_What is expected_:
Reproduce the data from its beginning through the line containing "119), (165, 122)]", inclusive, keeping the requests unchanged. Shift every polygon vertex coordinate in the answers by adding 25 to each number.

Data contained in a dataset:

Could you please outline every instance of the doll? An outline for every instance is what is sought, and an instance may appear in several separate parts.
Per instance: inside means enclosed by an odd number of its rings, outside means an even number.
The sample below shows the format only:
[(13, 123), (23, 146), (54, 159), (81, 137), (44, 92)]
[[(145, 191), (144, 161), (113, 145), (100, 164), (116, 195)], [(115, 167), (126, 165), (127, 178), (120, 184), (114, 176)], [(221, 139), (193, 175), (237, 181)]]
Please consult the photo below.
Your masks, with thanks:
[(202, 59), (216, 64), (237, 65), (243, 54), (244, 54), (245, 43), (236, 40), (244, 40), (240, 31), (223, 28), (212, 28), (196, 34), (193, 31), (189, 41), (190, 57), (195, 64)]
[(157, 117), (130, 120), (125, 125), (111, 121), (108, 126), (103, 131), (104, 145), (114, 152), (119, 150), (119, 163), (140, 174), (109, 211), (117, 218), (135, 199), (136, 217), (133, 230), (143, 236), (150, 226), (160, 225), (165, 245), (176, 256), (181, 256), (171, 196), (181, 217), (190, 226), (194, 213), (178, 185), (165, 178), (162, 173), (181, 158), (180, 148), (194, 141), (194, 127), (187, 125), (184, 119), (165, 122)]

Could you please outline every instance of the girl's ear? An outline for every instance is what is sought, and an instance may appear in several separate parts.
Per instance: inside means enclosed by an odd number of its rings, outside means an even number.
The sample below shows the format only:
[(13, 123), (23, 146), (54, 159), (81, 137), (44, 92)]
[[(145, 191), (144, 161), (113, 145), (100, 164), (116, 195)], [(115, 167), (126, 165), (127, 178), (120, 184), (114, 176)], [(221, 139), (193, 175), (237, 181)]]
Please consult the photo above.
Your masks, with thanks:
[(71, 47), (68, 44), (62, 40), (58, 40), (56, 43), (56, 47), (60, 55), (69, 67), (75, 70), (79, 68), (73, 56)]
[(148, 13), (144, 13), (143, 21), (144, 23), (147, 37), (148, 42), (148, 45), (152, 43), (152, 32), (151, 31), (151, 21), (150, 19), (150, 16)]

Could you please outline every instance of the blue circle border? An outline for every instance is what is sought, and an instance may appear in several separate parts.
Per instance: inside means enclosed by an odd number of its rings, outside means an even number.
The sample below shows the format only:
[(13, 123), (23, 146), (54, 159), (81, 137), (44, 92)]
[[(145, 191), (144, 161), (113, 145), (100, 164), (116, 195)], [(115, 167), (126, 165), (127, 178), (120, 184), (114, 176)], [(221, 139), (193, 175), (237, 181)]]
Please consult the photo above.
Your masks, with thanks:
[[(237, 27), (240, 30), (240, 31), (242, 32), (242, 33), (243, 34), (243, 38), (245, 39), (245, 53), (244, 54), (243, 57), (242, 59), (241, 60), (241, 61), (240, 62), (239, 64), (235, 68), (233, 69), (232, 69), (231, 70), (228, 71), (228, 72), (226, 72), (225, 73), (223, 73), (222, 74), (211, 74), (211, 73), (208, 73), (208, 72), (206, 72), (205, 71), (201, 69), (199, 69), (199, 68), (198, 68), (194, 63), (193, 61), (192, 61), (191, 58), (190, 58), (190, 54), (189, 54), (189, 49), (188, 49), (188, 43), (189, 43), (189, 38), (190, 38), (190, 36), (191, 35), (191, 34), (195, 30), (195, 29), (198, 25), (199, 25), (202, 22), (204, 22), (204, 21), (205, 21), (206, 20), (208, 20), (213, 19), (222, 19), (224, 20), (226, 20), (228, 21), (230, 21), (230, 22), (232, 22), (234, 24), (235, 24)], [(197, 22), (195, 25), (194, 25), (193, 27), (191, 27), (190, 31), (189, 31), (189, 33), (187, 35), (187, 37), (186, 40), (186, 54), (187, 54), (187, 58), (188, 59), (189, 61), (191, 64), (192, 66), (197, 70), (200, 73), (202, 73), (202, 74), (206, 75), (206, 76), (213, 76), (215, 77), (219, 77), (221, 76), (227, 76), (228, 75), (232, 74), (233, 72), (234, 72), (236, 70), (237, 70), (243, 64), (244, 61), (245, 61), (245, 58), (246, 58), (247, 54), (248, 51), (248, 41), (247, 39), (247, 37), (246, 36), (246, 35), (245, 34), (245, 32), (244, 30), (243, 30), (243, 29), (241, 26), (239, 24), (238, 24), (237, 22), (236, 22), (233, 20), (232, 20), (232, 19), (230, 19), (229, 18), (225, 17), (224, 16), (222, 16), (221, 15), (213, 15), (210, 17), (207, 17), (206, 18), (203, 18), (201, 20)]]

_Solution_:
Could you please outline every instance of the doll? An outline for every instance is what is sought, and an instance may appear in several separate parts.
Per instance: inside means enclosed by an odd number of its rings, outside means an even number.
The sample below shows the format only:
[(13, 123), (23, 146), (54, 159), (81, 137), (44, 92)]
[[(145, 191), (144, 161), (113, 145), (100, 164), (116, 195)], [(115, 167), (126, 165), (127, 178), (120, 184), (114, 176)], [(221, 139), (193, 175), (237, 181)]]
Please consult the photo below.
Your masks, with thanks:
[(227, 84), (241, 89), (262, 90), (268, 79), (269, 79), (270, 68), (261, 65), (269, 65), (265, 56), (248, 53), (237, 53), (221, 59), (218, 56), (214, 66), (215, 82), (220, 89)]
[(182, 142), (155, 145), (150, 150), (136, 146), (133, 151), (128, 156), (129, 170), (139, 177), (144, 175), (144, 188), (165, 199), (134, 236), (142, 243), (160, 224), (161, 242), (158, 255), (168, 261), (175, 251), (185, 250), (190, 270), (201, 281), (206, 281), (196, 221), (206, 242), (215, 251), (219, 238), (203, 210), (190, 203), (187, 198), (206, 183), (205, 173), (219, 166), (219, 152), (212, 150), (209, 144), (190, 147)]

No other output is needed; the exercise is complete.